*Requisitos da tarefa*
Prossiga com a crítica do filme “A Profecia”, escrevendo a partir da última frase apresentada.

*Trecho citado*

A Profecia (Remake)

Originalmente publicado em www.cenadecinema.com.br (06.06.2006)

Crítica do Filme “A Profecia” (The Omen, John Moore, 110 min., EUA, 2006).

Lacunas Preenchidas e Relações Convincentes
Prestes a conhecer aquele que “colocará irmãos contra irmãos”, o mundo encontra-se em um caos desordenado à espera de seu mensageiro demoníaco. Eis que chega Damien (Seamus Davey-Fitzpatrick), nascido de um chacal e com a marca da trindade demoníaca, o 666 entalhado em seu couro cabeludo, e é entregue aos braços de um jovem casal bem sucedido que acabara de sofrer a perda do filho no parto. Robert Thorn (Liev Schreiber, A Soma de Todos os Medos – 2002 - Phil Alden Robinson), assistente do embaixador dos Estados Unidos da América, influenciado por um padre, resolve adotar uma criança sem família nascida no mesmo dia de sua perda. Katherine Thorn (Julia Stiles, A Identidade Bourne – 2002 – Doug Liman), sua esposa, faz o possível lhe dar atenção e auxiliar no que pode nas poucas horas que têm disponível a sós, conciliando com a dedicação materna sem saber que está criando seu próprio Brutus.

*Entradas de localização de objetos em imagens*
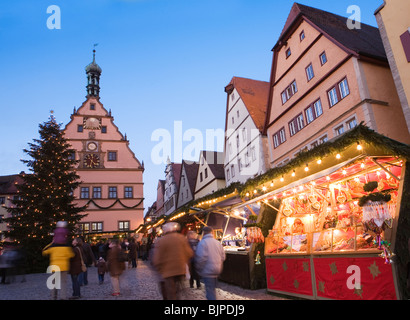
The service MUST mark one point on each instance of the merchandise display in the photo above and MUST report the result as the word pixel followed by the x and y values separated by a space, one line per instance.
pixel 347 211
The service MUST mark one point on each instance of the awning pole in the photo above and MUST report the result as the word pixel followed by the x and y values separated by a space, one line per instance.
pixel 385 169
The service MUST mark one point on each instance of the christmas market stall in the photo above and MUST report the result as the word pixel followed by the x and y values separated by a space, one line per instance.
pixel 238 227
pixel 337 233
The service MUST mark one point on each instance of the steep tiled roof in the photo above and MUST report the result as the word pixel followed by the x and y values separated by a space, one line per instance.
pixel 364 41
pixel 215 162
pixel 254 94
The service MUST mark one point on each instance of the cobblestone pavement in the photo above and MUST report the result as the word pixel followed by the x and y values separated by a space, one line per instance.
pixel 136 284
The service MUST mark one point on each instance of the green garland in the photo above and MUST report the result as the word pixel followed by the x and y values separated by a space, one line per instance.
pixel 375 197
pixel 113 204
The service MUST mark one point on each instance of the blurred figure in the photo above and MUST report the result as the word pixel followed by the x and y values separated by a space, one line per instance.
pixel 61 233
pixel 89 260
pixel 101 269
pixel 76 267
pixel 60 255
pixel 209 259
pixel 115 266
pixel 170 257
pixel 132 252
pixel 194 276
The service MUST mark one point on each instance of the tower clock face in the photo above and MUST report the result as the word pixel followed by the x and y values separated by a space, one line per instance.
pixel 92 161
pixel 92 146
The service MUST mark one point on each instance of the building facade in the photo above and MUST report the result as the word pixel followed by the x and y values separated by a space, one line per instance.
pixel 8 193
pixel 111 176
pixel 246 147
pixel 325 80
pixel 394 25
pixel 211 175
pixel 186 192
pixel 171 187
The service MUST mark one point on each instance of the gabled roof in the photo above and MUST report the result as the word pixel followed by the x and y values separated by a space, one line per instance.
pixel 364 41
pixel 176 169
pixel 215 162
pixel 254 94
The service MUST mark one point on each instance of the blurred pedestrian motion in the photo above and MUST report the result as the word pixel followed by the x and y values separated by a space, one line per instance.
pixel 171 255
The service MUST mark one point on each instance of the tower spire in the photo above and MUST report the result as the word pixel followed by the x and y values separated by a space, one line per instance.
pixel 93 72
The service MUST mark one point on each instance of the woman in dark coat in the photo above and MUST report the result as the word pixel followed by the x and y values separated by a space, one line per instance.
pixel 132 252
pixel 76 267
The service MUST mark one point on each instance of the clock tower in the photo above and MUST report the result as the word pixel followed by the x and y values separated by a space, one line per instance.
pixel 111 176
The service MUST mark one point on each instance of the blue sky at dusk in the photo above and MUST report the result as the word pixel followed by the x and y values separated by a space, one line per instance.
pixel 162 61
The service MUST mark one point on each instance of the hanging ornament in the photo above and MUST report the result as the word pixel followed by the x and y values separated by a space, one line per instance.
pixel 377 216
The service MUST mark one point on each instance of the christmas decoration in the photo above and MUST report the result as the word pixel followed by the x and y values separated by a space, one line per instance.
pixel 253 231
pixel 46 196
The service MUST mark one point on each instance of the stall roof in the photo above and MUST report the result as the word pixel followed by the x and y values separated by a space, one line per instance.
pixel 372 143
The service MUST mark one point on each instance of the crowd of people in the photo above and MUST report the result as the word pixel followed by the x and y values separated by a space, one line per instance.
pixel 172 256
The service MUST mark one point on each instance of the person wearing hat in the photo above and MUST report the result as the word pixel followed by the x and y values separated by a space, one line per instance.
pixel 209 258
pixel 171 255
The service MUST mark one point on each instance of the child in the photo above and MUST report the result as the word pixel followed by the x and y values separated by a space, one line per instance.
pixel 61 233
pixel 102 269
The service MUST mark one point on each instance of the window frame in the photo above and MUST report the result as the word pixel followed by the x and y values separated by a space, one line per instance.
pixel 323 54
pixel 313 108
pixel 338 91
pixel 310 73
pixel 289 91
pixel 96 192
pixel 281 137
pixel 296 124
pixel 111 192
pixel 128 194
pixel 84 192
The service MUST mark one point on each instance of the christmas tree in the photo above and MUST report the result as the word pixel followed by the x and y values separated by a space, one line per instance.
pixel 46 196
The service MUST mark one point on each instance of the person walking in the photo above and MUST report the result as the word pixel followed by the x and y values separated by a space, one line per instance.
pixel 171 255
pixel 132 252
pixel 60 255
pixel 209 259
pixel 76 267
pixel 101 269
pixel 116 266
pixel 194 276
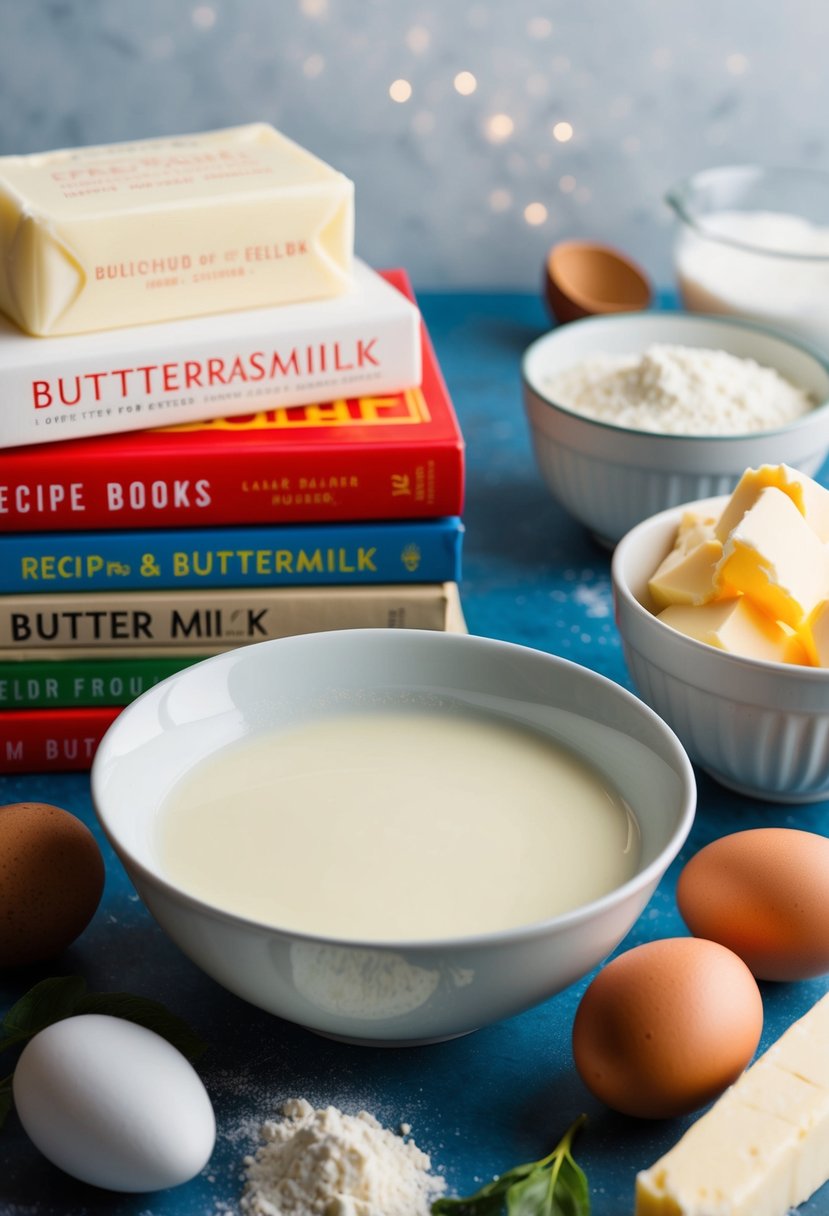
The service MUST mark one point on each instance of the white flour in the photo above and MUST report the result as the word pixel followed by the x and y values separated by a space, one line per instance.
pixel 683 390
pixel 323 1163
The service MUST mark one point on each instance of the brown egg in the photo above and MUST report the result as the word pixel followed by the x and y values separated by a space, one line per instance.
pixel 666 1026
pixel 765 894
pixel 51 878
pixel 587 279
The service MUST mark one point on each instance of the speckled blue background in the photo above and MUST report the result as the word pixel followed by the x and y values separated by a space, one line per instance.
pixel 506 1093
pixel 585 113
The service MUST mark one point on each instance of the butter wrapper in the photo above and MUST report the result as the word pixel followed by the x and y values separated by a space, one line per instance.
pixel 156 230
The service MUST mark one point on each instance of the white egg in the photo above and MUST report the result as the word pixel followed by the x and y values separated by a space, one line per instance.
pixel 113 1104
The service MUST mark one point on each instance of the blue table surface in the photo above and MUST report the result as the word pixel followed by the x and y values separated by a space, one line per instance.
pixel 506 1093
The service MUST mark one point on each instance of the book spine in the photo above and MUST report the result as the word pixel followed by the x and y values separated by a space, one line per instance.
pixel 218 618
pixel 323 485
pixel 51 739
pixel 304 555
pixel 181 381
pixel 60 682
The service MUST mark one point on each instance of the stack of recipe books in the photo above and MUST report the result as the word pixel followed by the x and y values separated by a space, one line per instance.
pixel 175 489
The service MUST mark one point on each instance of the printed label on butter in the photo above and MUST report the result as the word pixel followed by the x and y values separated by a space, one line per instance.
pixel 129 234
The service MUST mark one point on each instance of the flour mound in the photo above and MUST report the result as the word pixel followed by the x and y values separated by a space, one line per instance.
pixel 323 1163
pixel 682 390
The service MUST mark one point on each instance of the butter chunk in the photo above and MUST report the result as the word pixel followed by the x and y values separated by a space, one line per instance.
pixel 773 557
pixel 687 573
pixel 815 635
pixel 129 234
pixel 736 625
pixel 762 1147
pixel 810 497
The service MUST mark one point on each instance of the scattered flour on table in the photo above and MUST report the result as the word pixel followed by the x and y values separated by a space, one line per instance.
pixel 325 1163
pixel 686 390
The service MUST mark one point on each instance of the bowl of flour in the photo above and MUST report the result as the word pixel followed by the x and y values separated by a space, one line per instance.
pixel 637 412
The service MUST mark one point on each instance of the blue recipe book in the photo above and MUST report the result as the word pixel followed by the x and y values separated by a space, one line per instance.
pixel 294 555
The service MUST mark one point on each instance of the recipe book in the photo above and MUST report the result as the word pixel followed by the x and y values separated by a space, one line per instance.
pixel 392 455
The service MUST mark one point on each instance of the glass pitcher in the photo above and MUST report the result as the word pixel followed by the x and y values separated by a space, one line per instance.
pixel 754 242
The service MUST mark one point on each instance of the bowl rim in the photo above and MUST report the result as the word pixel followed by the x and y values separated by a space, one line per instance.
pixel 678 763
pixel 693 319
pixel 672 636
pixel 676 198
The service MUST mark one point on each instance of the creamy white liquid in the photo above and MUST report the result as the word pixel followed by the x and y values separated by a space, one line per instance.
pixel 789 292
pixel 396 826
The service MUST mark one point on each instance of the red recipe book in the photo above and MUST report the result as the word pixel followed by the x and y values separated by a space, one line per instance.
pixel 393 456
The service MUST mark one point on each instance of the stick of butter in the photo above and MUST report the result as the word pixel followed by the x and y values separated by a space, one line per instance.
pixel 130 234
pixel 763 1146
pixel 687 573
pixel 737 625
pixel 810 497
pixel 774 557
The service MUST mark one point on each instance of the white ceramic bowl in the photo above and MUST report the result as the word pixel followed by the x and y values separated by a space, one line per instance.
pixel 761 728
pixel 387 992
pixel 610 477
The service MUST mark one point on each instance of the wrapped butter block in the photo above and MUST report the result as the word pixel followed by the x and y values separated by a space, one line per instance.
pixel 128 234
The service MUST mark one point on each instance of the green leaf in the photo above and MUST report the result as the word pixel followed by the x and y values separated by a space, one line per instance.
pixel 530 1195
pixel 146 1013
pixel 554 1186
pixel 46 1002
pixel 571 1191
pixel 5 1099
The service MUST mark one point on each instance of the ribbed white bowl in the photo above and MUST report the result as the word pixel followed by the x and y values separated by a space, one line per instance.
pixel 759 727
pixel 610 477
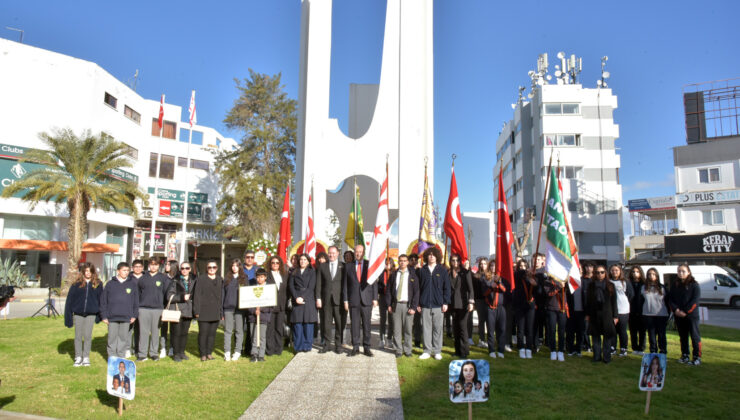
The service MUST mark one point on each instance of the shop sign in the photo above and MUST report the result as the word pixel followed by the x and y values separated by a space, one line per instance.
pixel 707 197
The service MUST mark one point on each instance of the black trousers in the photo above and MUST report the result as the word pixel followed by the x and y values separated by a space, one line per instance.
pixel 525 328
pixel 689 326
pixel 207 336
pixel 575 331
pixel 556 323
pixel 637 332
pixel 360 318
pixel 275 334
pixel 336 313
pixel 496 322
pixel 460 331
pixel 179 335
pixel 656 326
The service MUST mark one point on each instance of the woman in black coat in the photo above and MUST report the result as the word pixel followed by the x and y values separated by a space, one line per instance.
pixel 181 292
pixel 301 284
pixel 601 313
pixel 208 308
pixel 277 275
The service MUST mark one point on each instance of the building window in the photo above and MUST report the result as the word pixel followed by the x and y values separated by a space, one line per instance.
pixel 169 129
pixel 166 166
pixel 712 217
pixel 111 100
pixel 708 175
pixel 131 114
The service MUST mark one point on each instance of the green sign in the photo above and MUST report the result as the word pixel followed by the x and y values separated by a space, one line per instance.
pixel 177 195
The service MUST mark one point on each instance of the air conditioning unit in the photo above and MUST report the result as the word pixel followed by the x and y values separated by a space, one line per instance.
pixel 207 214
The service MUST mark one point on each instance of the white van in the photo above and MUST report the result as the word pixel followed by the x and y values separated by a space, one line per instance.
pixel 719 286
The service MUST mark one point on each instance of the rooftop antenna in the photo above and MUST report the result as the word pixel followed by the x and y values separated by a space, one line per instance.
pixel 17 30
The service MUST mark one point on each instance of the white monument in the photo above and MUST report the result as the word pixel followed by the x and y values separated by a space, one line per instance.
pixel 400 122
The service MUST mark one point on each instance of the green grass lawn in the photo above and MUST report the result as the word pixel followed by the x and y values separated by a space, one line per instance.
pixel 579 388
pixel 38 377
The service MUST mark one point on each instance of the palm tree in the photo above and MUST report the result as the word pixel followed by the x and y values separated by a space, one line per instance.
pixel 77 173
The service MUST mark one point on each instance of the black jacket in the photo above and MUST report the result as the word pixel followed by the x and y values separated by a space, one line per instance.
pixel 82 301
pixel 119 301
pixel 207 298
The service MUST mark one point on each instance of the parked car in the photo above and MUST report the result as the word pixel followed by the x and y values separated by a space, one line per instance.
pixel 719 286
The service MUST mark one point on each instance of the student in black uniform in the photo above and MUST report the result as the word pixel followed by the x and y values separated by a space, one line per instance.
pixel 602 314
pixel 82 309
pixel 684 301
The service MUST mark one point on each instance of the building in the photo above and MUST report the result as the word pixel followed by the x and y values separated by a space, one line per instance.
pixel 574 126
pixel 707 171
pixel 42 91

*Resposta ao exercício*
Produzido sob as rédeas de um prazo curtíssimo, a regravação, ou melhor, atualização do clássico de 1976, de Richard Donner (diretor da série Máquina Mortífera e do recente 16 Quadras), foi motivo de insatisfação para o diretor John Moore (O Vôo da Fênix – EUA - 2004) que desde o início do projeto não concordava com a data do lançamento, dia seis do mês seis do ano de dois mil e seis, responsável pela falta de tempo hábil para um melhor acabamento, citando a dificuldade de se compor uma trilha sonora compatível com a magnífica obra composta por Jerry Goldsmith para a fita original. Talvez por este motivo tenhamos muitas cenas sem acompanhamento sonoro, este se reservando apenas às cenas de suspense. A falta da utilização da trilha como no clássico, acompanhando quase todo o roteiro, é compensada nesta versão pela sonoplastia barulhenta e disposta a assustar (assustar, não causar medo) em tomadas de sonhos, acrescentadas por Moore à proposta de Richard Donner para poder criar momentos de terror sem alterar a linha criativa da década de setenta.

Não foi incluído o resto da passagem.